* Texte retenu
============================================================
Page:Cours complet, Hélène de Montgeroult, partie 1.pdf/15

Le texte de cette page a été corrigé et est conforme au fac-similé.
I

préface.

Les nombreuses observations que nous avons faites sur le mode actuel d’enseignement du Piano, et sur le genre d’exécution qui en résulte, nous ont démontré que ce mode était vicieux. Nous avons pensé qu'il n'était pas impossible d’ouvrir à l’art une nouvelle route, et de le ramener à des principes plus vrais. Si la voix ou si les instrumens à archet suivaient la méthode qui dirige ordinairement l’exécution des chants sur le piano, il est incontestable que l’effet en serait très choquant : l’art de bien chanter est le même à quelque instrument qu’on l’applique ; il ne doit pas faire de concessions et de sacrifices au mécanisme particulier de son interprête ; c’est donc cet interprête qui doit plier son mécanisme aux colonnes de l’art. Mais comment y parvenir sur un instrument dont les moyens sont si bornés ? Comment imiter ces sons harmonieux qui furent le principe et le but de la musique, comment rendre ces accents, ces nuances innombrables si nécessaires à l’expression sur un clavier qui ne peut soutenir les sons et qui a tout dit quand la note a résonné ? ici l’illusion doit venir au secours de la réalité. Comme le Piano ne peut imiter le bel art du chant dans ce qu’il a de plus parfait, c’est-à-dire dans la faculté de prolonger les sons, il faut s’emparer d'une des imperfections qui lui sont propres, ce qui sera déjà une première imitation, de telle sorte, que cette imperfection même, adaptée au Piano, fasse prendre le change à l’oreille, et que secondée d’ailleurs par quelques moyens auxiliaires, elle concoure de fait à produire l’illusion du chant dans ce qu’il a de plus expressif : il est nécessaire d’entrer dans quelques détails pour nous faire comprendre.
============================================================
* Travail demandé
1. Indiquez si chacune des affirmations suivantes concorde avec la préface sur l'enseignement du piano, en répondant par oui ou par non et en citant textuellement les mots décisifs : (a) l'art de bien chanter varie selon l'instrument auquel on l'applique ; (b) le clavier ne peut soutenir les sons ; (c) le mode actuel d'enseignement du piano est jugé satisfaisant.
2. Rédigez la suite de la préface sur l'enseignement du piano, à partir de sa dernière phrase.
Le matériel qui suit provient d'une autre source que le texte retenu.
============================================================
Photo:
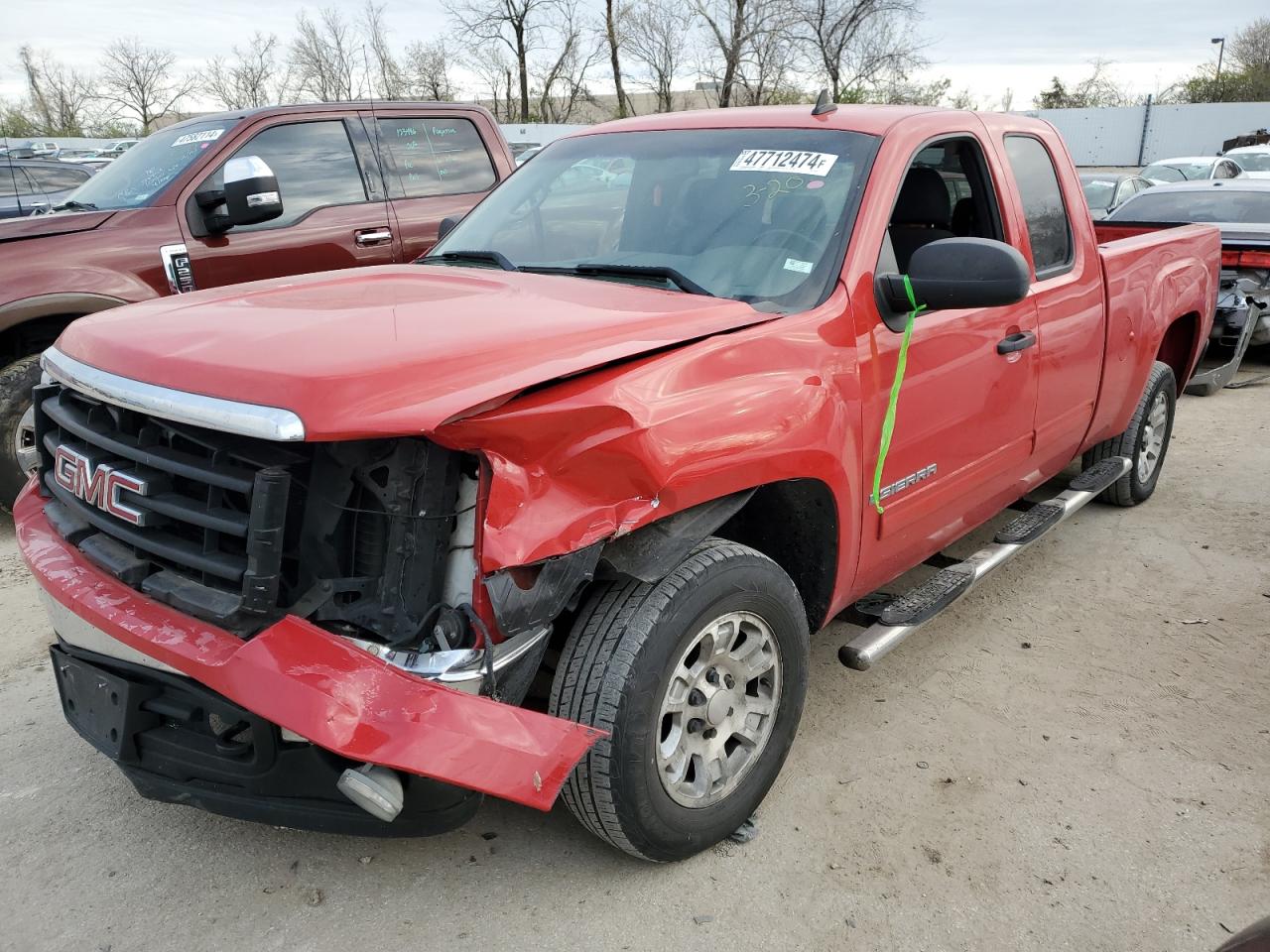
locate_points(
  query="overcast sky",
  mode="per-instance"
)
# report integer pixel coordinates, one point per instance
(984, 46)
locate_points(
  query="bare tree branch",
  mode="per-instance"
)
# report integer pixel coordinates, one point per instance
(426, 70)
(326, 58)
(62, 99)
(656, 35)
(249, 80)
(140, 80)
(512, 23)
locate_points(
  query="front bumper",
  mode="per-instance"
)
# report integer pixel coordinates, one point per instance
(318, 685)
(181, 743)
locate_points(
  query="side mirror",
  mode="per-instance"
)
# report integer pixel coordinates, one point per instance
(953, 273)
(249, 195)
(445, 226)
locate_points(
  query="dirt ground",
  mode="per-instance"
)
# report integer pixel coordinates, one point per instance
(1075, 758)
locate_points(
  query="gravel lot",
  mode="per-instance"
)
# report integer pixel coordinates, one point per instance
(1061, 762)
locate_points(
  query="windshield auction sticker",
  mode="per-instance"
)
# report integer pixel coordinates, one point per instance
(784, 160)
(204, 136)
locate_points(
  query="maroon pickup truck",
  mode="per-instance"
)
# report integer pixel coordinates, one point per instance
(354, 184)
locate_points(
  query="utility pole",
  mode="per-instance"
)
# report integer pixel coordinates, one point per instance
(1220, 53)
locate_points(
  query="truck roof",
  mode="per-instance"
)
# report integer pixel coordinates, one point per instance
(870, 119)
(235, 114)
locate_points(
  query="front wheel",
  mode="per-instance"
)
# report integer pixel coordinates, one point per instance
(18, 452)
(698, 680)
(1144, 440)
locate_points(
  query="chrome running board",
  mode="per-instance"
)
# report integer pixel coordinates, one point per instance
(906, 613)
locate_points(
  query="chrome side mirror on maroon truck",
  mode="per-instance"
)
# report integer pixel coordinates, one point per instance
(248, 195)
(953, 273)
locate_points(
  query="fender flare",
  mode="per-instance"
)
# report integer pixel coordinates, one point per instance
(70, 303)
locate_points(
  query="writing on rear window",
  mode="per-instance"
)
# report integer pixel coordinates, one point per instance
(204, 136)
(436, 157)
(784, 160)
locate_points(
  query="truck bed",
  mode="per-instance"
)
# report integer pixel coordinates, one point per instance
(1155, 276)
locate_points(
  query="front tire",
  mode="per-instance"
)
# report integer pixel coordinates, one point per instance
(1144, 440)
(698, 680)
(18, 452)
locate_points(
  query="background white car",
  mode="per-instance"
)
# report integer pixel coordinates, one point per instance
(1255, 160)
(1193, 168)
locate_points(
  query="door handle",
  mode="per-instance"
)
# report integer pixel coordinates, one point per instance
(1015, 343)
(372, 236)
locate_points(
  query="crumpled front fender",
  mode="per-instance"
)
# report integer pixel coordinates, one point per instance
(318, 685)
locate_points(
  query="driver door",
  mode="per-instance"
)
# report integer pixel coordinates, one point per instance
(965, 419)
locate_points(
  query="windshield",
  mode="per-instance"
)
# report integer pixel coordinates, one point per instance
(1252, 162)
(1178, 172)
(754, 214)
(1216, 204)
(1098, 191)
(148, 168)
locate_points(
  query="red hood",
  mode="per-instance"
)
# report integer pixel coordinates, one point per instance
(46, 225)
(395, 349)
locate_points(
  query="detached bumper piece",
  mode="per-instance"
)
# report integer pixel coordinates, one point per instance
(181, 743)
(308, 680)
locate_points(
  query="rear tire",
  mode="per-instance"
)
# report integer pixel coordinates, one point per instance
(683, 670)
(1144, 442)
(17, 430)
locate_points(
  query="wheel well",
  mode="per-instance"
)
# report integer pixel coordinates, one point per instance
(1179, 344)
(33, 335)
(795, 525)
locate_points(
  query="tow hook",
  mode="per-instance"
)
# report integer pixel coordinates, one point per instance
(377, 789)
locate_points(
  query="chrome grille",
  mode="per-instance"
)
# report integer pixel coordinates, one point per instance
(213, 515)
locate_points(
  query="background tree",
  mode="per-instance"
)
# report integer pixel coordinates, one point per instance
(853, 44)
(561, 80)
(513, 23)
(249, 79)
(1245, 77)
(611, 37)
(494, 71)
(386, 80)
(427, 68)
(656, 36)
(731, 28)
(1250, 48)
(141, 81)
(1096, 90)
(62, 100)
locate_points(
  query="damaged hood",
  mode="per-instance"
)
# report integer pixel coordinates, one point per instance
(395, 349)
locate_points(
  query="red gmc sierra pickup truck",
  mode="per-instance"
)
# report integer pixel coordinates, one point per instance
(558, 507)
(357, 184)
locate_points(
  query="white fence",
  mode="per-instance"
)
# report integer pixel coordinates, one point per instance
(1137, 135)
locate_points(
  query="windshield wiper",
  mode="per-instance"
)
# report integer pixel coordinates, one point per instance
(497, 258)
(643, 271)
(72, 206)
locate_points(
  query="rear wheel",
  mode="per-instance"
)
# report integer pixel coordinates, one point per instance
(1144, 440)
(698, 680)
(18, 452)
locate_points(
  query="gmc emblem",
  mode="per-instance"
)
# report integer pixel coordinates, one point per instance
(98, 485)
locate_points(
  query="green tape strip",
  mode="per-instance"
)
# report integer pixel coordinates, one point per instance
(888, 422)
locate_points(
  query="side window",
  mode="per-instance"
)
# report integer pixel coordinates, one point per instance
(314, 164)
(430, 157)
(947, 193)
(1048, 226)
(59, 179)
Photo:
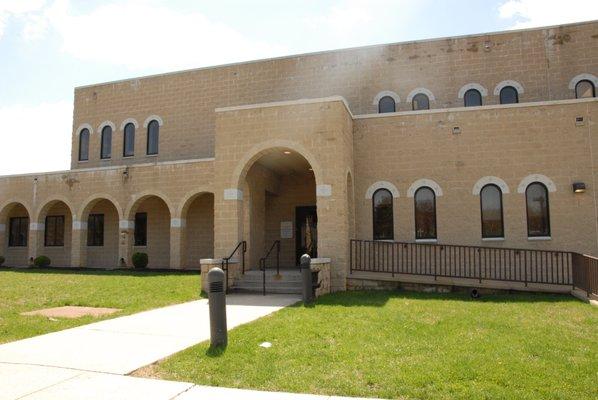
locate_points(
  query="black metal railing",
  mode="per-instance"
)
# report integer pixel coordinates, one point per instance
(585, 273)
(226, 261)
(470, 262)
(275, 245)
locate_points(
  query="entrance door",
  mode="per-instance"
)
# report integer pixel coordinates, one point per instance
(306, 232)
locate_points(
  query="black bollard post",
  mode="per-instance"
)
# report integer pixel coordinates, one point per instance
(217, 303)
(306, 279)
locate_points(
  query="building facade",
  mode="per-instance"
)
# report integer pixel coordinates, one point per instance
(475, 140)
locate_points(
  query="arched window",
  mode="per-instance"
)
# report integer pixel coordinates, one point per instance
(420, 102)
(538, 219)
(153, 137)
(84, 145)
(386, 104)
(509, 95)
(425, 213)
(129, 140)
(491, 209)
(382, 215)
(106, 146)
(584, 89)
(472, 98)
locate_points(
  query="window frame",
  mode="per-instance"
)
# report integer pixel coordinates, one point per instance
(392, 235)
(414, 99)
(393, 102)
(593, 88)
(56, 218)
(546, 192)
(107, 156)
(125, 135)
(149, 125)
(500, 94)
(435, 237)
(88, 134)
(465, 98)
(23, 222)
(502, 219)
(136, 233)
(91, 225)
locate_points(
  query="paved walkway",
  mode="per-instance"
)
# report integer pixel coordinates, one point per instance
(91, 361)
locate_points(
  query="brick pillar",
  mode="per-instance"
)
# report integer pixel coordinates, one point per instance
(125, 242)
(79, 244)
(177, 243)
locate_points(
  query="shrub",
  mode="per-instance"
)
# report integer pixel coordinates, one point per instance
(42, 261)
(140, 260)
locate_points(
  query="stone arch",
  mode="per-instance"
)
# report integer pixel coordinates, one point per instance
(424, 182)
(151, 118)
(140, 197)
(382, 185)
(583, 77)
(385, 93)
(256, 152)
(487, 180)
(506, 83)
(129, 121)
(483, 91)
(536, 178)
(416, 91)
(84, 126)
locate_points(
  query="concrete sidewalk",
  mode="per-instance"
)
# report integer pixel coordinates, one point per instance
(122, 345)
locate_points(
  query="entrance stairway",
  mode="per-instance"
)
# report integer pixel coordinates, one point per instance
(288, 282)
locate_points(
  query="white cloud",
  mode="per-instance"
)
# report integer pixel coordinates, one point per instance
(146, 36)
(39, 137)
(533, 13)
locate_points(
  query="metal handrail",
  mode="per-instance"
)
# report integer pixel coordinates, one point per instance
(263, 263)
(226, 261)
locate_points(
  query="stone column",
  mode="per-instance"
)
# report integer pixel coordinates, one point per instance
(78, 244)
(177, 243)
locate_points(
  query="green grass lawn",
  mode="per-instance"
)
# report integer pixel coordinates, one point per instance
(131, 291)
(409, 345)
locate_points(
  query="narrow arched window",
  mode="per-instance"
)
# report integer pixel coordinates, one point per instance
(153, 137)
(584, 89)
(106, 145)
(425, 213)
(386, 104)
(420, 102)
(472, 98)
(538, 219)
(491, 209)
(509, 95)
(382, 215)
(84, 145)
(129, 140)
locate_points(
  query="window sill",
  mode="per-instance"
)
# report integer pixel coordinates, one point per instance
(539, 238)
(426, 240)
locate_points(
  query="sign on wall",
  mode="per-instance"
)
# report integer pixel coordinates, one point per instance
(286, 229)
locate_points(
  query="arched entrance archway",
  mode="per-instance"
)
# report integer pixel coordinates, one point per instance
(14, 233)
(279, 203)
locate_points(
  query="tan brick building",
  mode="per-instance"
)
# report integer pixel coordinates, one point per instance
(472, 140)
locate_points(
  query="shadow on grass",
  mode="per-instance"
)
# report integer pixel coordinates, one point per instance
(99, 271)
(381, 298)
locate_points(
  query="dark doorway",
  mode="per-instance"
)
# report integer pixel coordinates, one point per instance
(306, 232)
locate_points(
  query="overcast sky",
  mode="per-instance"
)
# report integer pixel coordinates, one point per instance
(47, 47)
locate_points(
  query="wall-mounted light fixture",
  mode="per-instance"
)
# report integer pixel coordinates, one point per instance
(579, 187)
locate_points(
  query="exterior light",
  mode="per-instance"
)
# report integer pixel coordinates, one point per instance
(579, 187)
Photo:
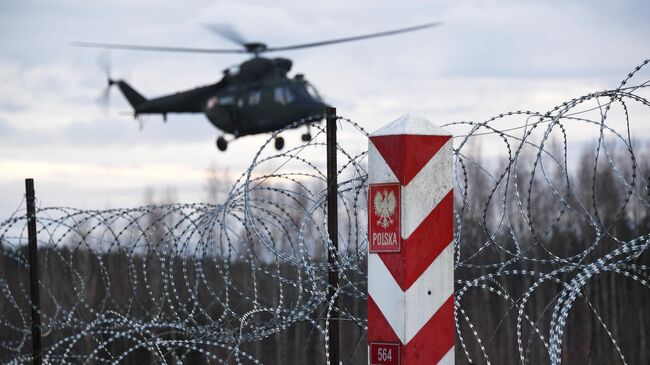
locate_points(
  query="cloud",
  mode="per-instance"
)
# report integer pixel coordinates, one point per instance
(109, 132)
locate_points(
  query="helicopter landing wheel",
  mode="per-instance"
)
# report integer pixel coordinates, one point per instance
(279, 143)
(222, 144)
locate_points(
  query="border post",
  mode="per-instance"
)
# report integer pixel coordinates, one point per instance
(333, 233)
(30, 198)
(411, 254)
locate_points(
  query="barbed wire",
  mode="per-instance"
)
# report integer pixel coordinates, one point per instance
(552, 222)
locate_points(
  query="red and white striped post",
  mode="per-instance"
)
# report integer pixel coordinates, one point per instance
(410, 233)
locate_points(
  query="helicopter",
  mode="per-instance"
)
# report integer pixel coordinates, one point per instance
(257, 96)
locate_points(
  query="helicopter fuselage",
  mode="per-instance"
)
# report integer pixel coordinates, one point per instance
(257, 97)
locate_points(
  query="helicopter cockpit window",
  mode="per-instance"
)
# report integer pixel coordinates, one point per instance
(283, 95)
(312, 92)
(226, 100)
(254, 97)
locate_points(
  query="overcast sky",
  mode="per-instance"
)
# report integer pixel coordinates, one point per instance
(488, 57)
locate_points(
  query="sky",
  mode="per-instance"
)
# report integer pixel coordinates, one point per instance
(488, 57)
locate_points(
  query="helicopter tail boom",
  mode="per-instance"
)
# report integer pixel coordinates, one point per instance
(135, 98)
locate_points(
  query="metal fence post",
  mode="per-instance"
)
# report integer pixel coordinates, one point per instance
(410, 234)
(333, 232)
(30, 198)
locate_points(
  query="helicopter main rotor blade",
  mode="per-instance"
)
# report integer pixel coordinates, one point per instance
(352, 39)
(227, 31)
(134, 47)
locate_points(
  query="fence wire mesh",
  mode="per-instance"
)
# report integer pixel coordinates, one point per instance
(551, 253)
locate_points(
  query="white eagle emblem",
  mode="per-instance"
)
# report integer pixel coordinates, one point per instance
(385, 208)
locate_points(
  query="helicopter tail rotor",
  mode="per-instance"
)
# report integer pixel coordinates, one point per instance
(104, 62)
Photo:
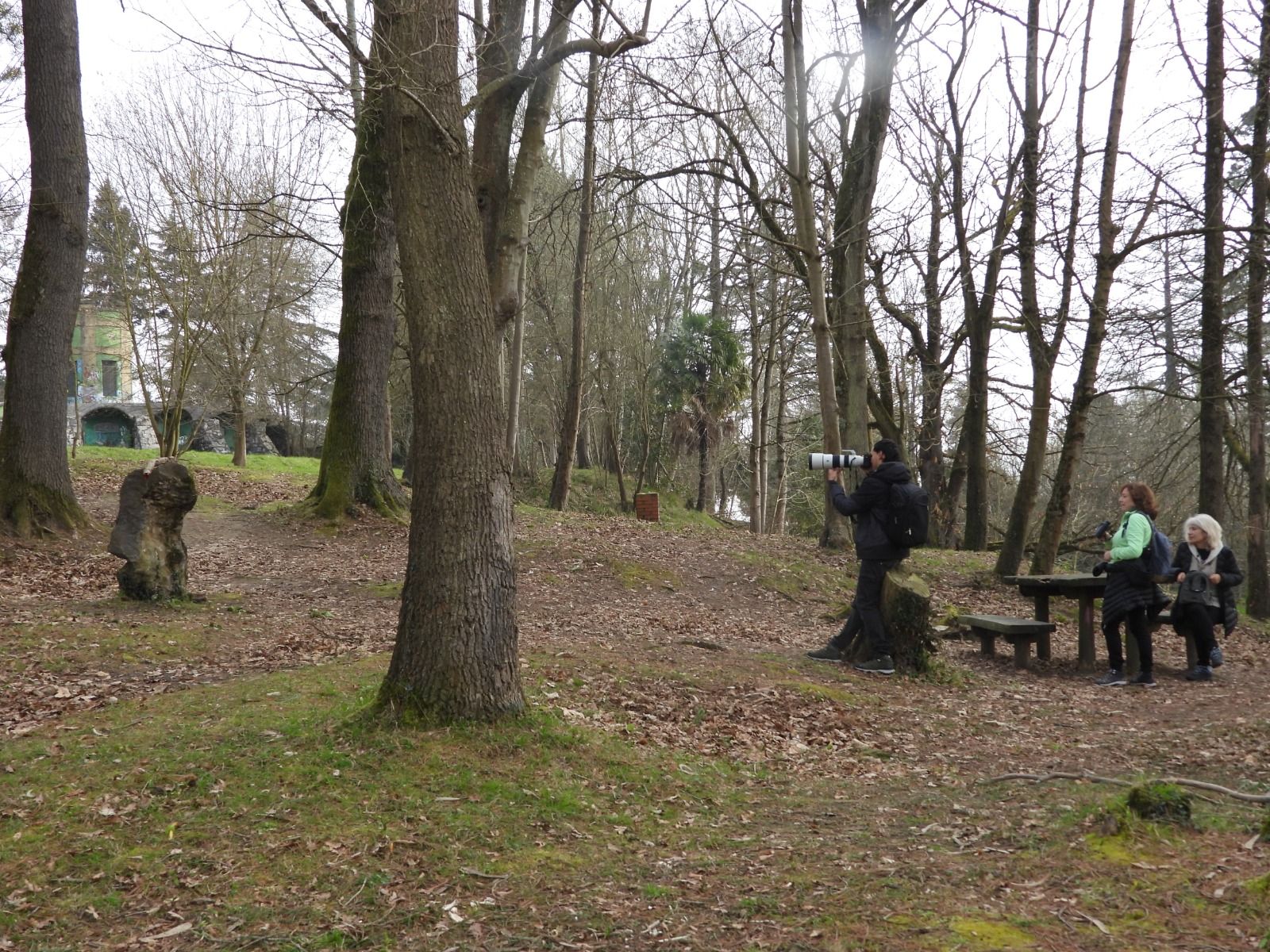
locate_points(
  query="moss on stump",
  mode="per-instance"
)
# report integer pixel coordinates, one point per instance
(1160, 801)
(906, 612)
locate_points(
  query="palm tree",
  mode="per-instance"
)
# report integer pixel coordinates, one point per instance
(704, 378)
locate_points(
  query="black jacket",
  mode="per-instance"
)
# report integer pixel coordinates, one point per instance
(1232, 577)
(868, 505)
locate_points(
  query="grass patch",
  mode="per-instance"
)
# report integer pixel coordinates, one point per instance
(285, 812)
(262, 466)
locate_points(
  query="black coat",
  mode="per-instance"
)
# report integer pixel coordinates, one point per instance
(1231, 574)
(868, 505)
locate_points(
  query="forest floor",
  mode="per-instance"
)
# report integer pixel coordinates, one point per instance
(203, 774)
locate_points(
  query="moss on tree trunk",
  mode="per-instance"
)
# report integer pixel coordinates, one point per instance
(906, 611)
(36, 493)
(356, 467)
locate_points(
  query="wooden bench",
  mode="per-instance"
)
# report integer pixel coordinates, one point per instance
(1161, 621)
(1020, 632)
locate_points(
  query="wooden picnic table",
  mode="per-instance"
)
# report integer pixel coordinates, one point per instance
(1083, 587)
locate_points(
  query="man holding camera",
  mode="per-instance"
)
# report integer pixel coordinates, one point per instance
(878, 555)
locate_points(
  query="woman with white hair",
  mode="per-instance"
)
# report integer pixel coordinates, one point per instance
(1206, 574)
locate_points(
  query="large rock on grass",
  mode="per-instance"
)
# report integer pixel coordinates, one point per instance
(152, 505)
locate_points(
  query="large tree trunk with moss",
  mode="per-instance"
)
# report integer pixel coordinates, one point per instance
(356, 466)
(1257, 578)
(906, 612)
(456, 649)
(798, 168)
(36, 493)
(1212, 372)
(1108, 259)
(571, 425)
(152, 505)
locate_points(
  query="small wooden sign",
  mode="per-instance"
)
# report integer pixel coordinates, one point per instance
(645, 507)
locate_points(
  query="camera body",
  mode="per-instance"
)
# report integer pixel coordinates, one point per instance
(837, 461)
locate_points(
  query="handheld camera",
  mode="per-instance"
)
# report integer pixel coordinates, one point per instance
(836, 461)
============================================================
* Réponses par tâche
1.
(a) Non : « l’art de bien chanter est le même à quelque instrument qu’on l’applique ».
(b) Oui : « un clavier qui ne peut soutenir les sons ».
(c) Non : « ce mode était vicieux ».

2.
La seule imperfection qui existe réellement dans l’art du chant, est la nécessité de couper les phrases par la respiration : elle est un des plus grands écueils des chanteurs médiocres ; mais dans la bonne école d’Italie, elle est soumise à une méthode si précise, que presque tous les chanteurs quelles que soient la puissance et l’élasticité de leurs poumons, respirent aux mêmes intervalles dans la phrase musicale. La respiration prend un tems plus ou moins long dans chaque mesure, cependant l’orchestre exact dans sa marche suit rigoureusement la mesure ; mais le chanteur développe librement le cours de la phrase, et ce n’est qu’à la fin, qu’il doit se retrouver en mesure avec l’orchestre.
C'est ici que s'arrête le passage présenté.